→ **REQUEST**
Write out every single entry exactly.

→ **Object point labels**
╭──

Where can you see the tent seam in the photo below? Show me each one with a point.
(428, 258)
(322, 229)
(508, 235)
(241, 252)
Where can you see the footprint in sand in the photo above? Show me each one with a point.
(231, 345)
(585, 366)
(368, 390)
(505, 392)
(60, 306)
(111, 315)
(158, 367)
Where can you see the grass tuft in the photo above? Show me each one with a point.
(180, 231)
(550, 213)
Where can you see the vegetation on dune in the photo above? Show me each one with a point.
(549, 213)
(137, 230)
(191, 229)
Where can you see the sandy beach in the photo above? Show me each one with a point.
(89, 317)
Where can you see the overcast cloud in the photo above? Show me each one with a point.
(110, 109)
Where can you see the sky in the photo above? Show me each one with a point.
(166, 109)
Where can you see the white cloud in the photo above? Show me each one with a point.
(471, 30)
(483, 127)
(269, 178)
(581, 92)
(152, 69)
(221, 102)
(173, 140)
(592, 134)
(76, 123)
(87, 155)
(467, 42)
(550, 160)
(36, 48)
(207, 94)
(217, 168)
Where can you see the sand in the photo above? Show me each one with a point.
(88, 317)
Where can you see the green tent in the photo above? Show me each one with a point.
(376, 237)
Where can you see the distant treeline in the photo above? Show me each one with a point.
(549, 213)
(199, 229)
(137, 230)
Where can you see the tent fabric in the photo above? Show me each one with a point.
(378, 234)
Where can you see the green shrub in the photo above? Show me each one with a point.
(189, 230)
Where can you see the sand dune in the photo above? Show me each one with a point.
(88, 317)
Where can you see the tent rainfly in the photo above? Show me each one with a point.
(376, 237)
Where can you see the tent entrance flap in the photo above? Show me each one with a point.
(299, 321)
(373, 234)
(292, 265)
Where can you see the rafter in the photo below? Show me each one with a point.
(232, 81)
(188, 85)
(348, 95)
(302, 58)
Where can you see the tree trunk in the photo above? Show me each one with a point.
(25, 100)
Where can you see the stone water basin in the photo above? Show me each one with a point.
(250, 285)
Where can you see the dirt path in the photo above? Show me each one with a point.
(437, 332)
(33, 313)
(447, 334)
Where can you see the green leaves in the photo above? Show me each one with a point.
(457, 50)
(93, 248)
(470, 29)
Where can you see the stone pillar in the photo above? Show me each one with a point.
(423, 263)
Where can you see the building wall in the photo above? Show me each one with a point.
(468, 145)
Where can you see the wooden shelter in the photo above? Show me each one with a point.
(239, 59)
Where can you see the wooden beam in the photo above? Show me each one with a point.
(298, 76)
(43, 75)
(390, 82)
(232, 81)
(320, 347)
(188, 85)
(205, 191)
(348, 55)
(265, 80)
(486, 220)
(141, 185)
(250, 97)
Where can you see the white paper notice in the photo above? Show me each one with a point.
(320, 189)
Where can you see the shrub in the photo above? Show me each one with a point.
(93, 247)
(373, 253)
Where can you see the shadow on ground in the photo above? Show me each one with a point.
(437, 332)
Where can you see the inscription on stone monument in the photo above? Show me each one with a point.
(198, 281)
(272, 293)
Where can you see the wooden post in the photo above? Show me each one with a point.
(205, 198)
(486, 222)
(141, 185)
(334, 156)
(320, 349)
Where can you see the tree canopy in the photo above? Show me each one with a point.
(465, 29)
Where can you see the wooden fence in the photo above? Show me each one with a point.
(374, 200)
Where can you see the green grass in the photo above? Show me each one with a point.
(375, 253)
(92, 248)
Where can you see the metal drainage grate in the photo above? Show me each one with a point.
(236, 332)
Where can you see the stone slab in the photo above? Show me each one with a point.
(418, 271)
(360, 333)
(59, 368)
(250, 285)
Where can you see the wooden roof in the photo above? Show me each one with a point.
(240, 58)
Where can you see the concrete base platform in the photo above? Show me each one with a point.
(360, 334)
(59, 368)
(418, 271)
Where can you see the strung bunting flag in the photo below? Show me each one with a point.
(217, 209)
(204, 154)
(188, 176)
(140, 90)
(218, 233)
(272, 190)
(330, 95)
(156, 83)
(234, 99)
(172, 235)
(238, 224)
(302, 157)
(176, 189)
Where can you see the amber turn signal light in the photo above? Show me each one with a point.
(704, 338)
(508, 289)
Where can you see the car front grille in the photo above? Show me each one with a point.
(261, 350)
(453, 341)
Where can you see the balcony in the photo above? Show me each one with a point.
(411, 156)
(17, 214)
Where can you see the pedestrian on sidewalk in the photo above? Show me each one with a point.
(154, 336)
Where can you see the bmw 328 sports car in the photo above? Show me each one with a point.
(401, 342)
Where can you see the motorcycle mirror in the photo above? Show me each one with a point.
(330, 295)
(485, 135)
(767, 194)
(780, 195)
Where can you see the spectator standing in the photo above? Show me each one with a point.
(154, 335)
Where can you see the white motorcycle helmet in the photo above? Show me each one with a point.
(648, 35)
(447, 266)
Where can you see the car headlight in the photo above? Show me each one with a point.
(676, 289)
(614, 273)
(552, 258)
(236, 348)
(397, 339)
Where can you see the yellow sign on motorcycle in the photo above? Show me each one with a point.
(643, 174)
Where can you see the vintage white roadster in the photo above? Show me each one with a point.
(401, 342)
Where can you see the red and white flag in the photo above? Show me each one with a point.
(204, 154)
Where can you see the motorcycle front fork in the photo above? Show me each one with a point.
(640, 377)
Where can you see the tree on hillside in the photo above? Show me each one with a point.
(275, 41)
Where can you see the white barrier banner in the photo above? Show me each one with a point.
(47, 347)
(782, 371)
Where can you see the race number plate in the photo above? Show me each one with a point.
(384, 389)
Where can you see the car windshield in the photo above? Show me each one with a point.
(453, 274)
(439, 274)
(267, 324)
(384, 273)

╰──

→ **RESULT BELOW**
Where can you see the tent seam in the photo below? Show me each one with a point.
(428, 258)
(322, 229)
(508, 235)
(241, 252)
Where can you see the footprint in sand in the photo above? Show me each one with a point.
(231, 345)
(585, 366)
(368, 390)
(505, 392)
(60, 306)
(111, 315)
(158, 367)
Where can you see the grass tuft in the photo above? Show me each one with a point.
(180, 231)
(550, 213)
Where can you see the vegetation on dune in the photo above? Show me each one with a point.
(549, 213)
(137, 230)
(191, 229)
Where can you see the sandy beach in the photo above? Show me each one with a point.
(89, 317)
Where can you see the overcast cloud in the photo above? Show me each one with a point.
(110, 109)
Where can you see the sky in the photo above? Show me each one with a point.
(166, 109)
Where can you see the white cloud in the photo above? Show me each one with a point.
(471, 30)
(483, 127)
(269, 178)
(581, 92)
(152, 69)
(221, 102)
(173, 140)
(592, 134)
(76, 123)
(87, 155)
(467, 42)
(550, 160)
(36, 48)
(207, 94)
(217, 168)
Where can you see the sand in the photo above? Show me each one with a point.
(88, 317)
Where can you see the green tent in the photo above? Show me each one with a point.
(376, 237)
Where can you see the distant treeline in the photo above? Show me each one with a point.
(549, 213)
(199, 229)
(137, 230)
Where can you see the tent fabric in the photo above? Show me each one with a point.
(378, 234)
Where can you see the green shrub in the photo above? Show me each one with a point.
(189, 230)
Where can you see the sand dune in the photo above? Show me each one with a point.
(88, 317)
Where can you see the tent rainfly in the photo above? Show me each one with a point.
(376, 237)
Where can you see the tent entrance flap in the photo above? Show me each one with a point.
(299, 321)
(373, 234)
(292, 265)
Where can you see the rafter in the photo below? Show me each one with a point.
(232, 81)
(188, 85)
(348, 95)
(302, 58)
Where can you see the tree trunk in the photo above? Show me each one with a point.
(25, 100)
Where can you see the stone water basin in the photo above? Show me each one with a point.
(250, 285)
Where can you see the dirt path in the photo above? Show me each one with a point.
(437, 332)
(33, 313)
(447, 334)
Where can you see the green leaves in the photo above? Show me each one with a point.
(457, 50)
(93, 248)
(470, 29)
Where can you see the stone pillar in the photo above? Show me each one with a point.
(423, 263)
Where can you see the building wall in the photo above? Show me each one with a point.
(468, 145)
Where can you see the wooden shelter in the photo above? Show me each one with a point.
(239, 59)
Where can you see the wooden beam in the photo above? Show me each one with a point.
(298, 76)
(43, 75)
(390, 82)
(232, 81)
(320, 347)
(188, 85)
(205, 191)
(348, 55)
(265, 80)
(486, 220)
(141, 185)
(250, 97)
Where can you see the white paper notice in the photo above? Show me each one with a point.
(320, 189)
Where can you see the shrub in the photo above? Show me each one with a point.
(93, 247)
(373, 253)
Where can you see the shadow on ground in the photo above? Show me each one with a point.
(437, 332)
Where can you see the inscription on stone monument in the photo above? Show me each one with a point.
(198, 281)
(272, 293)
Where can you see the wooden post in the photo above? Show me each one with a point.
(205, 198)
(486, 222)
(141, 185)
(334, 156)
(320, 349)
Where can you see the tree canopy in the photo above? Show me each one with a point.
(465, 29)
Where can you see the wooden fence in the photo above? Show me each one with a point.
(374, 200)
Where can you see the green grass in the photo above? Show me each one with a point.
(375, 253)
(92, 248)
Where can you see the metal drainage grate in the photo above? Show me each one with a point.
(236, 332)
Where can you see the stone slab in the photo above? Show me each one with a point.
(418, 271)
(360, 333)
(59, 368)
(250, 285)
Where can you see the wooden roof in the photo above? Show me each one with a point.
(240, 58)
Where can you see the concrete base platform in the photo above? Show me each one with a point.
(360, 334)
(59, 368)
(418, 271)
Where can you see the strung bunting flag in the photo below? Show me each one with a point.
(217, 209)
(204, 154)
(188, 176)
(140, 90)
(218, 233)
(272, 190)
(330, 95)
(156, 83)
(234, 99)
(172, 235)
(238, 224)
(302, 157)
(176, 189)
Where can you see the amber turn signal light in the photo above? Show me each one with a point.
(704, 338)
(508, 289)
Where can you see the car front grille in the photo above? Show me each one with a point.
(261, 350)
(453, 341)
Where can you see the balcony in the photo above? Show me each one with a point.
(411, 156)
(17, 214)
Where can you see the pedestrian on sidewalk in the photo above? Show me each one with a point.
(154, 336)
Where can you see the bmw 328 sports car in the photo above? Show me each one with a point.
(401, 342)
Where can you see the motorcycle mirror in the photo above? Show me each one with a point.
(330, 295)
(485, 135)
(767, 194)
(780, 195)
Where can you see the spectator standing in the photo above? Show me each one with a point.
(154, 335)
Where can you see the white motorcycle helmet in the photo above? Show me each one with a point.
(648, 35)
(447, 266)
Where can you see the car headlight in the photo above? Show me each one with a point.
(676, 289)
(614, 273)
(552, 258)
(236, 348)
(397, 339)
Where can you see the yellow sign on motorcycle in the photo above? Show me each one with a point.
(643, 174)
Where can you see the vintage white roadster in the photo above? Show me each one with a point.
(401, 342)
Where can you see the red and white flag in the photo above? Show me each one with a point.
(204, 154)
Where can you see the motorcycle front fork in the photo above? Show me each one with a point.
(640, 377)
Where can you see the tree on hillside in the photo above? Show me each one with a point.
(275, 41)
Where can you see the white barrier banner in the photo above? Show me each one with a point.
(47, 347)
(782, 371)
Where can you see the race number plate in the photo above? Show me each one with a point.
(384, 389)
Where can you see the car windshield in the photo above? Show me each one with a point.
(453, 274)
(439, 274)
(267, 324)
(384, 273)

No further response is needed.